#### [ACTION ITEM]
Reproduce the passage of the text on workflow experiments from "Typical metrics: output quality, AI" to "rate, error rate." word for word.

Prefer high-frequency workflows for faster significance.


Dimensions Worth Experimenting On

Prompt Design

experiments:
  prompt_style: [concise, detailed]
  reasoning_depth: [shallow, deep]
  output_format: [bullets, prose, table]
  tone: [formal, casual]

Use {{#if experiments.prompt_style == "concise" }} blocks to swap prompt instructions. Always compare against a specific variant value.

⚠️ Never write the internal env-var form __GH_AW_EXPERIMENTS__PROMPT_STYLE___detailed. The compiler expands experiments.<name> references automatically.

Typical metrics: output quality, AI credits, success rate, output length.

Engine & Model

experiments:
  engine_variant: [copilot, claude]

⚠️ Engine experiments require separate compiled files: the engine: key cannot be switched mid-run from a single file. Use two parallel workflow files and compare run metrics.

Typical metrics: run cost (tokens), duration, completion rate, error rate.

Tool Configuration

experiments:
  tool_scope: [narrow, broad]
{{#if experiments.tool_scope == "narrow" }}
Only use the `issues` and `pull_requests` toolsets.
{{#else}}
Use any available GitHub MCP tools.
{{#endif}}

Typical metrics: number of tool calls, run duration, output accuracy.

Skill Usage

experiments:
  skill_hint: [enabled, disabled]
{{#if experiments.skill_hint == "enabled" }}
Check `skills/` for SKILL.md files relevant to this task and apply their guidance.
{{#endif}}

Typical metrics: output quality, context token consumption, run duration.

Timeout & Pacing

experiments:
  timeout: [short, long]

Pair with a conditional step, or use two compiled files with different timeout-minutes:.


Minimal Working Example

---
description: Daily PR summary — A/B test concise vs. detailed output
on:
  schedule: daily on weekdays
engine: copilot
permissions:
  pull-requests: read
tools:
  github:
    toolsets: [pull_requests]
safe-outputs:
  create-discussion:
    title-prefix: "[pr-summary] "
    close-older-discussions: true
timeout-minutes: 15
experiments:
  output_style: [concise, detailed]
---

Summarise the pull requests merged in ${{ github.repository }} today.

{{#if experiments.output_style == "concise" }}
Write a maximum of 5 bullet points. Each bullet is one sentence.

#### [INFORMATION GIVEN]

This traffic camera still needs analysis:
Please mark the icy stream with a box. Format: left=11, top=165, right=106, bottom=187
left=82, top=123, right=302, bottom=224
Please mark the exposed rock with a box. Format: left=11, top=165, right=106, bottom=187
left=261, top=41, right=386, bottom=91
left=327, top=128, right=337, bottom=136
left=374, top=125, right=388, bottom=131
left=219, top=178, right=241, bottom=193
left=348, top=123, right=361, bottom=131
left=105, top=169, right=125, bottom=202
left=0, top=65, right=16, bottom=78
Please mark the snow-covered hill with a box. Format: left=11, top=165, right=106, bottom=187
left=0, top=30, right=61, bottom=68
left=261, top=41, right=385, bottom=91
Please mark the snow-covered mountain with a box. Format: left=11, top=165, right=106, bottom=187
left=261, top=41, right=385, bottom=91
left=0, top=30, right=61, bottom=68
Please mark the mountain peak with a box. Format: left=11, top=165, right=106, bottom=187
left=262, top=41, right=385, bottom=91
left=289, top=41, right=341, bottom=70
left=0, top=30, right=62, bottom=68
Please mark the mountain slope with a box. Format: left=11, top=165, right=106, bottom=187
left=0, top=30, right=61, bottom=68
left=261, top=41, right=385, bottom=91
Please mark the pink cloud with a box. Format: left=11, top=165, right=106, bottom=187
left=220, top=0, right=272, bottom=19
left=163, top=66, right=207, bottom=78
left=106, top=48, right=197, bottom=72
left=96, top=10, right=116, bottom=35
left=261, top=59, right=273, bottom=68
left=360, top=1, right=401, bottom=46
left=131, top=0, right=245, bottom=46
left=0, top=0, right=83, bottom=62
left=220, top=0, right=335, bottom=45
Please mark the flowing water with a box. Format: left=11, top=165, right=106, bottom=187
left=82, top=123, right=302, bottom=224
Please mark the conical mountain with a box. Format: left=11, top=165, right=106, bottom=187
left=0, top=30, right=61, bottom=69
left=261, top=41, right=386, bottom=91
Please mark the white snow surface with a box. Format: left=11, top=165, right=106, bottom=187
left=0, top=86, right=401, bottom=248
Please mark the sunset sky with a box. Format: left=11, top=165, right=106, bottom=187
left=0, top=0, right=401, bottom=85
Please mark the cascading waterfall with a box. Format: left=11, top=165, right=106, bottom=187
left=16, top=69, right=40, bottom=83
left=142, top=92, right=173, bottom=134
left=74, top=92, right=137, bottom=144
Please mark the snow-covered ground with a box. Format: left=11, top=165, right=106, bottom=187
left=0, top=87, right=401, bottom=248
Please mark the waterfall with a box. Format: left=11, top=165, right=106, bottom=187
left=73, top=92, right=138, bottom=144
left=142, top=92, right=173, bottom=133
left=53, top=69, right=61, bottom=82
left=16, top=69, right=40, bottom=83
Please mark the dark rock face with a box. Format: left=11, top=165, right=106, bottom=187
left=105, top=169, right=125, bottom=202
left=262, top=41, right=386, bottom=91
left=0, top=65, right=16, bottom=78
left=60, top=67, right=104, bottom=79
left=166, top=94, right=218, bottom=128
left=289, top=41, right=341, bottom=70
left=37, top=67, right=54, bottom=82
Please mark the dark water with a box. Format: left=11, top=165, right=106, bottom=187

#### [FINAL ANSWER]
Typical metrics: output quality, AI credits, success rate, output length.

Engine & Model

experiments:
  engine_variant: [copilot, claude]

⚠️ Engine experiments require separate compiled files: the engine: key cannot be switched mid-run from a single file. Use two parallel workflow files and compare run metrics.

Typical metrics: run cost (tokens), duration, completion rate, error rate.